» SOURCE DOCUMENT
↓↓↓
Chapter president Greg LePine has been grappling with Covid for a month now. He's mending slowly and is well enough for a previously scheduled trip to see relatives in Texas. He expects to be back in the hangar at the end of this month. With no business at hand, no board meetings were scheduled for February or March, and the chapter secretary has been leading the chapter meetings.
Both Clubs will meet in the hangar on their usual day of the month, the VMC this Sunday and the IMC the following Sunday. The VMC topic this month is handling an emergency while in the pattern of an airport with no control tower.
Bob Pegg organizes the chapter breakfasts but was ill ahead of the last one. Paul and Killian Madeley, the cooks, arrived to find not enough food available to prepare breakfast. They hurried to Kroger and had breakfast ready in time. Thanks go to both of them and to Dave Springer who helped with the pancakes.
Congratulations to Logan Turner for passing his checkride on February 12. Logan received his scholarship after headquarters decided to add a second round of scholarships in 2021. Already well into his flight training, he received a partial scholarship.
↑↑↑
» PROVIDED DATA
↓↓↓
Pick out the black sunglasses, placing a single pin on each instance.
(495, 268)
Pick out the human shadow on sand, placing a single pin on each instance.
↑↑↑
» WHAT TO DO
[a] Reproduce the chapter newsletter between "Both Clubs will" and "a partial scholarship.", inclusive.
[b] Does the chapter newsletter support each statement? Answer yes or no and quote the words that decide it. (i) Greg LePine expects to be back in the hangar at the end of this month. (ii) A board meeting was held in February. (iii) Logan Turner received a full scholarship.
Nothing in the data matters here.

» SOLUTION LIST
[a]
Both Clubs will meet in the hangar on their usual day of the month, the VMC this Sunday and the IMC the following Sunday. The VMC topic this month is handling an emergency while in the pattern of an airport with no control tower.
Bob Pegg organizes the chapter breakfasts but was ill ahead of the last one. Paul and Killian Madeley, the cooks, arrived to find not enough food available to prepare breakfast. They hurried to Kroger and had breakfast ready in time. Thanks go to both of them and to Dave Springer who helped with the pancakes.
Congratulations to Logan Turner for passing his checkride on February 12. Logan received his scholarship after headquarters decided to add a second round of scholarships in 2021. Already well into his flight training, he received a partial scholarship.

[b]
(i) Yes: "He expects to be back in the hangar at the end of this month."
(ii) No: "no board meetings were scheduled for February or March"
(iii) No: "he received a partial scholarship."